§ Supplied information:
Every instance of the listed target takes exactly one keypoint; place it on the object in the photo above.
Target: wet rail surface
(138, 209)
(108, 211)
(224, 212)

§ Your objective:
Copy out every one of the rows above word for word, changing nothing.

§ Result of the task:
Every instance of the listed target takes exactly one keypoint; place it on the object in the photo above.
Target: wet rail surface
(138, 209)
(108, 211)
(224, 212)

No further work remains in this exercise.